== INFORMATION

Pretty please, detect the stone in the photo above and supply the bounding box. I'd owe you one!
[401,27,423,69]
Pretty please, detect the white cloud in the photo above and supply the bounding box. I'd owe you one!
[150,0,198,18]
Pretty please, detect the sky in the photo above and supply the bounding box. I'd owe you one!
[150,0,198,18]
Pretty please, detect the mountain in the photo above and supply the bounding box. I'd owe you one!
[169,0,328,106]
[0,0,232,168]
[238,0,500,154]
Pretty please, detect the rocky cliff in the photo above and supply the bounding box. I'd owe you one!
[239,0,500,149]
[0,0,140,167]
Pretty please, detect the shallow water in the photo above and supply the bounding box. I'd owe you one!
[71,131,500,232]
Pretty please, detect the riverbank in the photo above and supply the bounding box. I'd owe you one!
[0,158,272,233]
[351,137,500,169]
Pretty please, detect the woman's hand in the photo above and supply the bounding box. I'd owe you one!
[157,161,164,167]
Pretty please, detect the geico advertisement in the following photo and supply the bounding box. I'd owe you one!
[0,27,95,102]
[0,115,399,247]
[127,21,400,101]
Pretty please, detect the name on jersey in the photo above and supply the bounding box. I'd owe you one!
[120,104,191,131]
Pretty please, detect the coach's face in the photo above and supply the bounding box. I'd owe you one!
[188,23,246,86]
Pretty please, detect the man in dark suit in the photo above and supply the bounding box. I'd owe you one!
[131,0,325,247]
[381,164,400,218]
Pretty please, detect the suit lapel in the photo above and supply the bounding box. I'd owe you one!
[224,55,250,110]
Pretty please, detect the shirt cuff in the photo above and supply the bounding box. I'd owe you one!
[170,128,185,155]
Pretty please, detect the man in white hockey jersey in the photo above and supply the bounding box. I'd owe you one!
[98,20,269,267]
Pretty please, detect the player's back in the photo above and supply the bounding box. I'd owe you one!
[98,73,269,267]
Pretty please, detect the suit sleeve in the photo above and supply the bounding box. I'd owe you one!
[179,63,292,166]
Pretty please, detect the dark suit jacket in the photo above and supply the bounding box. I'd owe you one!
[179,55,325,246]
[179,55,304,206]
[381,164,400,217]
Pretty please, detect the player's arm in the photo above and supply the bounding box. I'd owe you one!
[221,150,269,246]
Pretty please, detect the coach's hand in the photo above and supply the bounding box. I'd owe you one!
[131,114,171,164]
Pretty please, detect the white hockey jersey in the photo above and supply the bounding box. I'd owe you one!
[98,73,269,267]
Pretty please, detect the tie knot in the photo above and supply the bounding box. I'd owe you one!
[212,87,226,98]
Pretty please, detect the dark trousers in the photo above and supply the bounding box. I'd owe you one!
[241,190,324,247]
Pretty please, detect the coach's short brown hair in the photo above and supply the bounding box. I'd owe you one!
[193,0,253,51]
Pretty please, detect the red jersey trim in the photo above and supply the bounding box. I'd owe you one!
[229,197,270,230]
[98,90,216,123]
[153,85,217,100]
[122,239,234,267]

====

Copy out the entries above again, keeping them exact.

- TASK RESPONSE:
Pretty please, detect the stone in the photo above and supply the bounding box. I'd owe you one!
[401,27,423,69]
Pretty please, detect the white cloud in the photo above and supply the bounding box. I'd owe you one!
[150,0,198,18]
Pretty please, detect the sky in the photo above and supply the bounding box. I'd owe you one!
[150,0,198,18]
Pretty please, detect the mountain in the photo above and supply the bounding box. I'd owe you one!
[169,0,328,106]
[0,0,232,168]
[238,0,500,154]
Pretty please, detect the rocky cliff in the photo above and supply the bounding box. I'd owe you one!
[239,0,500,149]
[0,0,140,167]
Pretty please, detect the shallow water in the photo above and supply the bounding box. I'd owe you one!
[71,131,500,232]
Pretty please, detect the riverbank in the photo above and supply the bounding box. I'd owe you one!
[0,158,272,233]
[351,137,500,169]
Pretty please, detect the woman's hand in the photo above and supply the bounding box. I'd owe you one!
[157,161,164,167]
Pretty please, detect the geico advertisement in the following photo and supply the bounding box. I'd owe you one!
[0,27,95,102]
[0,115,399,247]
[127,21,400,101]
Pretty please, detect the name on jersey in the photo above and supply the bounding box. I'd owe you one!
[120,104,191,131]
Pretty please, detect the coach's face in the photo above and supply the bounding box. I'd owe you one!
[188,23,246,86]
Pretty please, detect the man in dark suit in the photo above and supply the bounding box. I'd owe you one!
[131,0,325,247]
[381,164,400,218]
Pretty please, detect the suit lapel in the photo above and supply the bounding box. I'd owe you one!
[224,55,250,110]
Pretty please, detect the shirt cuff in the photo above and supply the bounding box. I'd owe you one!
[170,128,185,155]
Pretty please, detect the man in white hockey jersey in the photo above and supply the bounding box. I'd owe you one!
[98,20,269,267]
Pretty please, detect the player's back in the photo above and supply the bounding box. I'd owe you one!
[98,73,269,267]
Pretty please, detect the suit sleeve in the photo above and supply the bounding box. I'd owe you one!
[179,63,292,166]
Pretty please, detect the dark suit jacket in the photo above and supply the bounding box. I'd owe you one!
[179,55,325,246]
[179,55,304,206]
[381,164,400,217]
Pretty please, detect the player's arm in the photo above and supply the bounding box. I'd owe you one!
[221,150,269,246]
Pretty please, detect the coach's hand in the photo above and supply the bounding box. I'd owe you one!
[131,114,171,164]
Pretty please, detect the white hockey jersey in the photo above and supply the bounding box. I'd owe you one!
[98,73,269,267]
Pretty please, detect the tie knot in the photo above and supply the bounding box. I'd owe you one!
[212,87,226,98]
Pretty please, detect the dark trousers in the photo above and supply the bounding box. I'd owe you one!
[241,190,324,247]
Pretty please, detect the coach's short brown hair in the photo above and supply the bounding box. I'd owe you one!
[193,0,253,51]
Pretty please, detect the red jersey trim in the photo above and supply the bounding box. I'd owe you one!
[229,197,270,230]
[98,90,216,123]
[153,85,217,100]
[122,239,234,267]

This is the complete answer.